*PROBLEM REQUIREMENTS*: Repeat the following entries word for word, from the line containing "Dear assistant, the user would like the white basketball" through the line containing "[33,119,70,139]", including both of those lines. Omit the pictures from your answer.

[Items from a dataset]
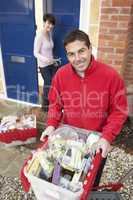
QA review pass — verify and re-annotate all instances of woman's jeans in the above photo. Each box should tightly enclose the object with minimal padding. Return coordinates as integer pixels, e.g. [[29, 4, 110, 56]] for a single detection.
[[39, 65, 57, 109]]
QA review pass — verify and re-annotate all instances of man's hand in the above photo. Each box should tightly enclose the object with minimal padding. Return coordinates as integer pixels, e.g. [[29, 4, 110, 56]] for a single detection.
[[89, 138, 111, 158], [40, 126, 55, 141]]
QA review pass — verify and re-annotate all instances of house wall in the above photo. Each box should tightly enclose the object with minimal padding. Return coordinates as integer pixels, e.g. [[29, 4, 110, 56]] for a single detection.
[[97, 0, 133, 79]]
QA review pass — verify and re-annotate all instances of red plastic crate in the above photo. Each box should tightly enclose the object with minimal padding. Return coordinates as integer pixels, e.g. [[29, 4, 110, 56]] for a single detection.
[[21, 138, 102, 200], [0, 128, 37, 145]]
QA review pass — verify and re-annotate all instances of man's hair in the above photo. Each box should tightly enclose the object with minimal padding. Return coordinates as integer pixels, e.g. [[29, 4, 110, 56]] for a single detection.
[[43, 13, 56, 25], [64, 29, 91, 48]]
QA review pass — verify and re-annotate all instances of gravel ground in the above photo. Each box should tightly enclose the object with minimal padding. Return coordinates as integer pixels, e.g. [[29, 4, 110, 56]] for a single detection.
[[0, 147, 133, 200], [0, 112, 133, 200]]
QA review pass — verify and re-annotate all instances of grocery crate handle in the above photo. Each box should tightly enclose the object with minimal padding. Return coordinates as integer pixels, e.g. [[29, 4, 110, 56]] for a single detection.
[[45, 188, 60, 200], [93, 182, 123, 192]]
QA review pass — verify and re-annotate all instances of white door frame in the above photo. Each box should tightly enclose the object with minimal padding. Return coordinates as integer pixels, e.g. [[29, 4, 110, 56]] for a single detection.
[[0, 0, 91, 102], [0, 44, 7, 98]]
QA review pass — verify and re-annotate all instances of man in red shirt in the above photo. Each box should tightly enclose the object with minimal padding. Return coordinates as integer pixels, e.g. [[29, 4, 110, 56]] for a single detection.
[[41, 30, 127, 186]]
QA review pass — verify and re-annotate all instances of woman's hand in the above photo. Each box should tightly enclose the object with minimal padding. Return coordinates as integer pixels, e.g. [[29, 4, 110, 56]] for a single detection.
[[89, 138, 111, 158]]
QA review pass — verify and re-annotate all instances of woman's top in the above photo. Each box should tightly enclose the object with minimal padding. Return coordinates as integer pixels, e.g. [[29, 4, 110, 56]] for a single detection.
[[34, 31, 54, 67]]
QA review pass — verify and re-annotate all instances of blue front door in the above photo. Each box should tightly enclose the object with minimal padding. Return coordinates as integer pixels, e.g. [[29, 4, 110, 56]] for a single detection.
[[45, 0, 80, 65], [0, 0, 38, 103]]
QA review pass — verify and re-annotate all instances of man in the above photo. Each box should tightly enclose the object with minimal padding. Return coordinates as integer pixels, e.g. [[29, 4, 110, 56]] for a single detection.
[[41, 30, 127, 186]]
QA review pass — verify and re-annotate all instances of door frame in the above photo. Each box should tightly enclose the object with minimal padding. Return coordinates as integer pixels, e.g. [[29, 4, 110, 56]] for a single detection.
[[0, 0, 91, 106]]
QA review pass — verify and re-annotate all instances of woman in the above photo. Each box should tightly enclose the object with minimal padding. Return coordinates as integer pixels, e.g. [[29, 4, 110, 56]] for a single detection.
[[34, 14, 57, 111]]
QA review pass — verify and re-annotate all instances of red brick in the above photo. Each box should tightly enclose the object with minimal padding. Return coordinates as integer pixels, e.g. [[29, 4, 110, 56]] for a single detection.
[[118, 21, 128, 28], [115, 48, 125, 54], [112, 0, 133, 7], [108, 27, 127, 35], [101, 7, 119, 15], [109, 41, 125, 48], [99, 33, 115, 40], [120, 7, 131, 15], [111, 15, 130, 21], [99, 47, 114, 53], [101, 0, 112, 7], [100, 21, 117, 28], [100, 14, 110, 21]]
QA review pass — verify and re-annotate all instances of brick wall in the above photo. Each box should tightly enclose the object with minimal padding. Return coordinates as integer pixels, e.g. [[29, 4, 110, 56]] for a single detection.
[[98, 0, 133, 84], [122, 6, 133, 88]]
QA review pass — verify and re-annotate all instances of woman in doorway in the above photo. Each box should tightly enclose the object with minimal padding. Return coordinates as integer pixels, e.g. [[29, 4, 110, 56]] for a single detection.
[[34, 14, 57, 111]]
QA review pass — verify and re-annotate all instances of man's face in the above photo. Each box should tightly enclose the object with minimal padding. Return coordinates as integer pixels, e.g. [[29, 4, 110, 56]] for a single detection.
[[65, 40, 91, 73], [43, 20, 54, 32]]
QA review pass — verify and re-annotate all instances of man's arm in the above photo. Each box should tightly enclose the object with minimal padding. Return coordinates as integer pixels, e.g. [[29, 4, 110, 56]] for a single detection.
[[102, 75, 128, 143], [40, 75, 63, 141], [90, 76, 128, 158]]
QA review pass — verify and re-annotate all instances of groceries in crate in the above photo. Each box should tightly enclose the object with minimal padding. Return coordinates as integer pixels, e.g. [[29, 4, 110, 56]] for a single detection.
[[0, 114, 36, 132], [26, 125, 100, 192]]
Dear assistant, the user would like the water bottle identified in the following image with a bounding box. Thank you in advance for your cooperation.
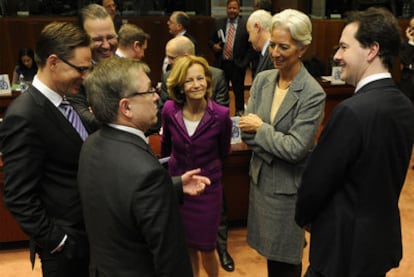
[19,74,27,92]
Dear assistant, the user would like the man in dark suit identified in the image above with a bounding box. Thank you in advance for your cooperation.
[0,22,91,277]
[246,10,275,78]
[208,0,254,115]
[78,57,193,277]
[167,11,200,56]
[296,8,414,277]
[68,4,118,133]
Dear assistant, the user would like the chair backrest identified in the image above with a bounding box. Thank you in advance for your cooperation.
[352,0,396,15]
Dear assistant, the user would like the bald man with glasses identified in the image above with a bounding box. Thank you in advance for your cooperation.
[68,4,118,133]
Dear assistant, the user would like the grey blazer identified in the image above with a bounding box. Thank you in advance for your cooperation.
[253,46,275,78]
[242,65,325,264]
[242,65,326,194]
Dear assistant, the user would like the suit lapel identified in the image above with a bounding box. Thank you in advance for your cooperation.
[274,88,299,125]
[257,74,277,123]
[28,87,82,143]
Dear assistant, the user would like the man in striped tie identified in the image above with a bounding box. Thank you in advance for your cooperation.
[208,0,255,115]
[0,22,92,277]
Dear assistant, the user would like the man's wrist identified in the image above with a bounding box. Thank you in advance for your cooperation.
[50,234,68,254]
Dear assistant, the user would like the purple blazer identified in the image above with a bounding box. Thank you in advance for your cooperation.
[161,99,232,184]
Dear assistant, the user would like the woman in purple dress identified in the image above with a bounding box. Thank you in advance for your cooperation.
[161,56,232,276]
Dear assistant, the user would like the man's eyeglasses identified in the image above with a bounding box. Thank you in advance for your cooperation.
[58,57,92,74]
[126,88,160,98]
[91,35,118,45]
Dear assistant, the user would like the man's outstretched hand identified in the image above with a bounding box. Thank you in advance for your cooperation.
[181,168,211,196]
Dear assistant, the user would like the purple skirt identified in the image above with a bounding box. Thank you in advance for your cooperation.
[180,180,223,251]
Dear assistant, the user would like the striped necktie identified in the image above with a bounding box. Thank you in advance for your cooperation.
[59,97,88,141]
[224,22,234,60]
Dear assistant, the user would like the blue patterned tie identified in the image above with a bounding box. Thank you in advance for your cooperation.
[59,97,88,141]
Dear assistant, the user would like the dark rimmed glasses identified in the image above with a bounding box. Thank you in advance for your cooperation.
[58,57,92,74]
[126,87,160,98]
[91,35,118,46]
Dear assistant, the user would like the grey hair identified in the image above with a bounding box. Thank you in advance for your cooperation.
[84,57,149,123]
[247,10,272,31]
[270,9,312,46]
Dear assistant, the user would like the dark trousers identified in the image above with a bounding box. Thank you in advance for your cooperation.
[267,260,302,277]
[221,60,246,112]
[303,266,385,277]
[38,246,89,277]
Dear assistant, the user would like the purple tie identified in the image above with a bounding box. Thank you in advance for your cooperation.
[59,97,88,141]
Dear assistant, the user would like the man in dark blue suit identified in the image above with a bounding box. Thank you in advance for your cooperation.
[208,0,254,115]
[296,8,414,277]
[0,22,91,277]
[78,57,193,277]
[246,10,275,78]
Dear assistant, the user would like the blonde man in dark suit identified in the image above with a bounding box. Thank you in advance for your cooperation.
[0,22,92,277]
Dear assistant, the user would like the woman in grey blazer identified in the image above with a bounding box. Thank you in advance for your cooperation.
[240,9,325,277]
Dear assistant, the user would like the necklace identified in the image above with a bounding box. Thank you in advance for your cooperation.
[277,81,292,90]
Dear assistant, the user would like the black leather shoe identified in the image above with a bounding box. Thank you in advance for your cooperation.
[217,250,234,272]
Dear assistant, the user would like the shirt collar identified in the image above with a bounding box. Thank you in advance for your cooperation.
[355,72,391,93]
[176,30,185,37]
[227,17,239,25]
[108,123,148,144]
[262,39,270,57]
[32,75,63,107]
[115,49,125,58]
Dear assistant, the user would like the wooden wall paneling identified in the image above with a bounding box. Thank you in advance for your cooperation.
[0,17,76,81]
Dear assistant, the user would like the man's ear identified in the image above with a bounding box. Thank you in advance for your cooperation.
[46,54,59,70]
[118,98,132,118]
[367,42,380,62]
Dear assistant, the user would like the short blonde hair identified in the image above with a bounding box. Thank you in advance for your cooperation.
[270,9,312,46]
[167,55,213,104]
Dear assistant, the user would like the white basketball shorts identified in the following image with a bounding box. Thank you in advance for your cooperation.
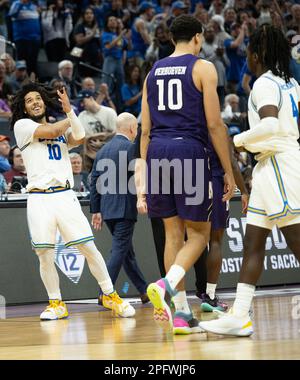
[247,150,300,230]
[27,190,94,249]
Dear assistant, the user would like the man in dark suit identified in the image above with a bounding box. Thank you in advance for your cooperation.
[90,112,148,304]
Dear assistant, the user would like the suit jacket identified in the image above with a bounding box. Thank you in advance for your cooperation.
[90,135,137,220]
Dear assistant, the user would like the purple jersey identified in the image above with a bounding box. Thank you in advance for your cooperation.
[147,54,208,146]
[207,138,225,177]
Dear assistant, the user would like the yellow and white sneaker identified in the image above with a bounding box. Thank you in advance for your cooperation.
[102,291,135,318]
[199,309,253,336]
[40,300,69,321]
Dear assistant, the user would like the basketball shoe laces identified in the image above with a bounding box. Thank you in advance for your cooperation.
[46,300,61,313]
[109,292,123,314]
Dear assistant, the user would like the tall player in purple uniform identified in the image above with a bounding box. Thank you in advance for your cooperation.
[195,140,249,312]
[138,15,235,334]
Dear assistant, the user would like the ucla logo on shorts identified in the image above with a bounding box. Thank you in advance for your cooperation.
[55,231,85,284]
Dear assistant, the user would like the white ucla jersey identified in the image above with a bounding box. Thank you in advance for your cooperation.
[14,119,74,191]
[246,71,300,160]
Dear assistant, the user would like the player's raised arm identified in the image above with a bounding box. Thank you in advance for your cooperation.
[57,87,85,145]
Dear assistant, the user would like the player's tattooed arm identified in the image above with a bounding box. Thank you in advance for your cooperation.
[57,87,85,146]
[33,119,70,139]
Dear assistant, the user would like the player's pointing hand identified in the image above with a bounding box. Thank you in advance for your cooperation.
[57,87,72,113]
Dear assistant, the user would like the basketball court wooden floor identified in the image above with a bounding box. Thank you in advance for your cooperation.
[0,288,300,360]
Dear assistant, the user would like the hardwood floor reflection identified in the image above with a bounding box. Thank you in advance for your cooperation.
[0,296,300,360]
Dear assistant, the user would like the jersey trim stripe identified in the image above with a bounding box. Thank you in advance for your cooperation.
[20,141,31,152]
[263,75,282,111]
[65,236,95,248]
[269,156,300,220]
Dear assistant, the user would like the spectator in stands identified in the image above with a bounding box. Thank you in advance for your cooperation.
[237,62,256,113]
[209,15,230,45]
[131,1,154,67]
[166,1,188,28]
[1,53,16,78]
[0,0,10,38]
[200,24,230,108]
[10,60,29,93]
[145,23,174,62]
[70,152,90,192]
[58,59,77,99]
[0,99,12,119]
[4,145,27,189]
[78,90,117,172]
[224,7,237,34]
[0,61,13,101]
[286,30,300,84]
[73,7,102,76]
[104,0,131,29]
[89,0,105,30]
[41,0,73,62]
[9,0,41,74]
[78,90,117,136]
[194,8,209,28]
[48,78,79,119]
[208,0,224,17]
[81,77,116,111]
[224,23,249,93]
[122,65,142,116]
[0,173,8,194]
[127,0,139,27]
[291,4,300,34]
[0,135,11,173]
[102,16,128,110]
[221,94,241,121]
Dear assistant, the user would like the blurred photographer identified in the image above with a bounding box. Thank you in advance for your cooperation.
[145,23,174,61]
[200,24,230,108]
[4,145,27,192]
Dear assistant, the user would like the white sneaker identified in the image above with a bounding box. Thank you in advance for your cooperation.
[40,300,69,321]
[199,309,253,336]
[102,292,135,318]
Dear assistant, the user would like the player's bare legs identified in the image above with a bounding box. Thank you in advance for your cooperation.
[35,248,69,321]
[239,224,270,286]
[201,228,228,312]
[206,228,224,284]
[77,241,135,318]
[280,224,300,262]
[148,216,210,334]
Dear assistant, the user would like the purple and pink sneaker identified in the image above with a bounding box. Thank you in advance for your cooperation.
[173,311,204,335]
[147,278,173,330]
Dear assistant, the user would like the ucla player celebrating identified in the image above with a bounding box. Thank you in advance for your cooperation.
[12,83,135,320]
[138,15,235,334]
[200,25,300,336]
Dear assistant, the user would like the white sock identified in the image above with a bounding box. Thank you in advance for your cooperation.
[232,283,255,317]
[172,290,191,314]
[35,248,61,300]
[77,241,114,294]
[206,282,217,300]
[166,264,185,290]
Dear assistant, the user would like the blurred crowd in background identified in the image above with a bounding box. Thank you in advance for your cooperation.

*RESULT OF THIS EXERCISE*:
Dear assistant, the user would like the white basketball shorts identified in the following image with a bounding box. Thank you in advance for your cooperation.
[247,150,300,230]
[27,190,94,249]
Dear assistant, the user would like the man in dark suit identified in the image above with a bounding box. Thank you in advance for your cooperation.
[90,112,148,304]
Dear assistant, the user would like the suit jacket identified in the image above with a bounding box. Thank you in advance for your cooperation.
[90,135,137,220]
Dear assistant, the user would like the purple jersey identified in the image above with a bounding box. Thank you in advance for your cooperation.
[147,54,208,146]
[207,138,225,177]
Dear assistant, the user would like the yellow and white sneaker identified in the image above with a bounding box. Thank you in advance for your cooperation.
[102,291,135,318]
[199,309,253,336]
[40,300,69,321]
Dear assistant, the user would like the basketball shoe laces identified in the image above with a bounding box. Thank you in advance for your cooperation.
[46,300,61,313]
[109,292,123,314]
Dear assistant, the user would like the tall player in purple uniform identified in the image above with a bounding box. Thank you in advance for your cooperation.
[195,140,249,312]
[138,15,235,334]
Dear assistant, the user would like the ucla logo on shorts identified in the image above with a bounding box. Thank you in advance for your cooperation.
[55,231,85,284]
Dear assistant, the user would like the white ucla jersey identified in the image above with a bounding box. Thank you in advance for your cooperation.
[14,119,74,191]
[246,71,300,160]
Dear assistant, the user would like the player's raised arm identified in the image above with a bounding box. Thank you in advance for your cooperation.
[57,87,85,145]
Dear assistant, the user would like the player's tattooed arm identified in the image above with a bounding box. Thank you in advance for your cooperation.
[57,87,85,146]
[33,119,70,139]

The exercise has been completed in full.